TEXT EXCERPT Block Start

An abandoned dairy near my house has become a rest stop for migrating birds–mostly Canada geese–and I can’t help slowing my car on mornings after I’ve dropped my daughter at school to gaze out into the field and watch the birds. Last week, I did a double-take when I noticed white mounds scattered amid the flock of black and gray bodies milling about.
What I had assumed were discarded white trash bags were actually another type of geese. Seven whitish birds roamed within the larger Canada Goose flock. These seven weren’t entirely white; they had grayish heads and stripes of black along the underside of their tails.
My first thought was that these partial whites must be hybrids.
Maybe a lusty Canada Goose had mated with a domestic white goose. The poor flightless white, unable to go with her airborne mate, not only lost her love but her flying children, too! The heartbroken mother was left only with those heaviest of her feathered children, who lacked the genetic cocktail required for flight. Would her flighted children return? Would she know them if they did?
This past week, my father returned to New York State to attend his mother’s funeral. He hasn’t lived there since he was a kid and rarely visits. When I think about my father at seventeen leaving his family in upstate New York to make a life for himself in Alaska, I wonder what compelled him to walk away, when his two brothers remained behind.

TEXT EXCERPT Block End
LISTED ENTRIES Block Start

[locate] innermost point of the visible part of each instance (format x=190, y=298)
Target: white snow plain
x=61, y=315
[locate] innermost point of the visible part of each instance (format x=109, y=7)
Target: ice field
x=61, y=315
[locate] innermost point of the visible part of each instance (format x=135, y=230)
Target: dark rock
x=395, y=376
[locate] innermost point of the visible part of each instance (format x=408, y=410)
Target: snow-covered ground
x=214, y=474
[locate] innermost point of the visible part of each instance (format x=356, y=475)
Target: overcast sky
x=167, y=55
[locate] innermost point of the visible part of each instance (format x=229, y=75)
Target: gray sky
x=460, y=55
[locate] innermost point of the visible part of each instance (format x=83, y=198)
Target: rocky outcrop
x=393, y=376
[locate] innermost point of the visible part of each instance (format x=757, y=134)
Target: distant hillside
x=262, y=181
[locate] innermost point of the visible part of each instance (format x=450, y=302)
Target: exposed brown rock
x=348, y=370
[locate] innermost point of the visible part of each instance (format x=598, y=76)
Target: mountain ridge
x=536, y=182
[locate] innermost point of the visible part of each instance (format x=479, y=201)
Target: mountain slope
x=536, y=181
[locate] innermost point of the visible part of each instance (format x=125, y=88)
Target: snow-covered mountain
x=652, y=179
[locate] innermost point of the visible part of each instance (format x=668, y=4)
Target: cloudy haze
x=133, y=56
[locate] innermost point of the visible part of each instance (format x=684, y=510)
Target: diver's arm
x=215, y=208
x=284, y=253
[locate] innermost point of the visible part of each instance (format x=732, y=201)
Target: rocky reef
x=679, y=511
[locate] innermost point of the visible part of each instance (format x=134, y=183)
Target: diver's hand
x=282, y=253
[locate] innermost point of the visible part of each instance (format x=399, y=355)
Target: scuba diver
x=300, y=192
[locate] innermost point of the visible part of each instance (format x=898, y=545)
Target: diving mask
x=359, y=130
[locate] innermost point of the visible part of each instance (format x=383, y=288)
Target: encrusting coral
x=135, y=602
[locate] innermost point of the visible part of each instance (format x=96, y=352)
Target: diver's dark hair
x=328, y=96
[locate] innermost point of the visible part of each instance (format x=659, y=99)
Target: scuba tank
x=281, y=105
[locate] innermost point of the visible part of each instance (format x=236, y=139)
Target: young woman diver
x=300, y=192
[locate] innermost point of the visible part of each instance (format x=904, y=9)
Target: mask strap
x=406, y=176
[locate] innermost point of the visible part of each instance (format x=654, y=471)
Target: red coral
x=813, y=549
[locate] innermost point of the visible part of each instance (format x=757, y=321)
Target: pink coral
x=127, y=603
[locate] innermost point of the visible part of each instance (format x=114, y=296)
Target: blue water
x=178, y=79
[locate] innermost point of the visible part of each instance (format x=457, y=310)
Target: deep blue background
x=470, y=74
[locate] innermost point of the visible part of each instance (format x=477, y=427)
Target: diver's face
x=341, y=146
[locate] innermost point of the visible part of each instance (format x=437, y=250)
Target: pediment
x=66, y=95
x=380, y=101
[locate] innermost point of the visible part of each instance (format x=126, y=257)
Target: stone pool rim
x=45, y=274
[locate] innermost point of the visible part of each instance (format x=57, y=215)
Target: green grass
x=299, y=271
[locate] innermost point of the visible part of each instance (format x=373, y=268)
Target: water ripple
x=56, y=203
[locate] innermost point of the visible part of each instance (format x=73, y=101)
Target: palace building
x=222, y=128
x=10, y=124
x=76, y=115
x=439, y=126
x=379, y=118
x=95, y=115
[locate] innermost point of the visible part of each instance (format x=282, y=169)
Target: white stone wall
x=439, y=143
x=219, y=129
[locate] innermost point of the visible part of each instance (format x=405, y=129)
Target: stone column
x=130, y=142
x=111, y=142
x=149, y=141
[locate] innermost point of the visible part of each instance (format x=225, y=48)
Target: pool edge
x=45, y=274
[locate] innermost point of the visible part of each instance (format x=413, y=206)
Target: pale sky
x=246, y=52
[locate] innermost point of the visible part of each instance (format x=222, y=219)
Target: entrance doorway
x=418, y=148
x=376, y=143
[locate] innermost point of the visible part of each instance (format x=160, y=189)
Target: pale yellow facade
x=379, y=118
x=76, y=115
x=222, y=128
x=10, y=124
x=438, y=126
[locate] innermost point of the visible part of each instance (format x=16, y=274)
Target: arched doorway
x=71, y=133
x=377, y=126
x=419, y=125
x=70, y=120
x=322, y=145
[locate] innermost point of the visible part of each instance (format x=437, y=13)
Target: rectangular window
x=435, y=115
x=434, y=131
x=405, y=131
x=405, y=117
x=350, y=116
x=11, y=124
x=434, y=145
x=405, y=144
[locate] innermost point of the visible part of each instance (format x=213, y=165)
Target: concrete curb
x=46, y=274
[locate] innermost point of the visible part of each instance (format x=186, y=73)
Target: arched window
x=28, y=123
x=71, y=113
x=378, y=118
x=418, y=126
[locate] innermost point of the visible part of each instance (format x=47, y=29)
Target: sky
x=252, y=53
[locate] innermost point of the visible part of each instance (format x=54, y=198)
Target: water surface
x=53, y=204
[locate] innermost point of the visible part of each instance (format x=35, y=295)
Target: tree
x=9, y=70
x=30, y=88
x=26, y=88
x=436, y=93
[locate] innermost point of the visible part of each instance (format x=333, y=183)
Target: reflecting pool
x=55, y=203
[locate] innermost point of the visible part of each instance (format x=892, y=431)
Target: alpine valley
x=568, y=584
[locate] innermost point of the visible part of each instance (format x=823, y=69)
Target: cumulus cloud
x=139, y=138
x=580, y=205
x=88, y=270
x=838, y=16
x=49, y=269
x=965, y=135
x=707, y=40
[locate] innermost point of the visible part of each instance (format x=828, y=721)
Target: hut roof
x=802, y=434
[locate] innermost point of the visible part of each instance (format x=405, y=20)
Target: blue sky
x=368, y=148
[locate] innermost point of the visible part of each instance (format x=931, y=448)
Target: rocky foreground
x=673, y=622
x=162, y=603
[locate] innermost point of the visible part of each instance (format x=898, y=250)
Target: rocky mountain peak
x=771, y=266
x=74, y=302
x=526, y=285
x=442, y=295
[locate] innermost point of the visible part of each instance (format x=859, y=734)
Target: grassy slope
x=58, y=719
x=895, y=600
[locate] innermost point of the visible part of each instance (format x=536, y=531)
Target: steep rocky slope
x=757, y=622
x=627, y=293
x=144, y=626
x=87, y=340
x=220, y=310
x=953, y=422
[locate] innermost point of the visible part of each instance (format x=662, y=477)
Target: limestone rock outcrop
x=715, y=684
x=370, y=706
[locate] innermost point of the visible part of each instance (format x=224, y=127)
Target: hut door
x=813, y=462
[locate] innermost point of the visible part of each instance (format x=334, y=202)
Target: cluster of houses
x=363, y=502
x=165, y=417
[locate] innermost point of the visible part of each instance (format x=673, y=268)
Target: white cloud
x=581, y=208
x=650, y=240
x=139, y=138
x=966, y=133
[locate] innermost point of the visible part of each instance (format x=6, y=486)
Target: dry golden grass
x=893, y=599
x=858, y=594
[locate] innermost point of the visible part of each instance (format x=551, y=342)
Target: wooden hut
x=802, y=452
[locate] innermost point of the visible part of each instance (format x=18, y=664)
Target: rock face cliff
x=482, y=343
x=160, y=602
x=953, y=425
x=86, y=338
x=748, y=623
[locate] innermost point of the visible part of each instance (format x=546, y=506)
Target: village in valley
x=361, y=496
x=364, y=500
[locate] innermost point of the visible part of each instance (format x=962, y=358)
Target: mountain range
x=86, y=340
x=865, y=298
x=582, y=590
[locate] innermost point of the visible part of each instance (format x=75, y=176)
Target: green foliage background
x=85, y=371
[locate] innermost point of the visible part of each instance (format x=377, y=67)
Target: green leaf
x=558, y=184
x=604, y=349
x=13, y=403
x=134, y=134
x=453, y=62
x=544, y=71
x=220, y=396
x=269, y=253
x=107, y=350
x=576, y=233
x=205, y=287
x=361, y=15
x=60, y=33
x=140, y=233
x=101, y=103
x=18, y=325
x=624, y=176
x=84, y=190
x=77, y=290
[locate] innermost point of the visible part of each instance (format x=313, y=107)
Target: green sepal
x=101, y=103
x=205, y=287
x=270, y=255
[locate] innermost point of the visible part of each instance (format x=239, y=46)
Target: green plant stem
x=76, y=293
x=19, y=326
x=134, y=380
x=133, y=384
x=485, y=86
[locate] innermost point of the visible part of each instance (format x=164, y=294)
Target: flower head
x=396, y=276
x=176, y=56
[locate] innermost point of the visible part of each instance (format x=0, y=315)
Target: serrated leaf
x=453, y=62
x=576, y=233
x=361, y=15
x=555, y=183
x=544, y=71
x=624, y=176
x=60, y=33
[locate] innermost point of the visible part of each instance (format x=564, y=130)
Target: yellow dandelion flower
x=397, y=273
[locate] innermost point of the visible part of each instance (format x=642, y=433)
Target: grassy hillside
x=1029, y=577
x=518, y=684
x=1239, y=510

LISTED ENTRIES Block End

◆ ACTIVITY LIST
(1) Copy the passage of the essay about the geese between "What I had assumed" and "must be hybrids.", inclusive.
(2) Answer these questions from the essay about the geese:
(a) What had the narrator first taken the white mounds to be?
(b) How many whitish birds were roaming within the Canada Goose flock?
(c) Where did the narrator's father go at seventeen to make a life for himself?
(3) List every relative of the narrator that the essay about the geese mentions, using the essay's own wording.

◆ TASK-BY-TASK ANSWERS
(1)
What I had assumed were discarded white trash bags were actually another type of geese. Seven whitish birds roamed within the larger Canada Goose flock. These seven weren’t entirely white; they had grayish heads and stripes of black along the underside of their tails.
My first thought was that these partial whites must be hybrids.

(2)
(a) Discarded white trash bags.
(b) Seven.
(c) Alaska.

(3)
my daughter
my father
his mother
his two brothers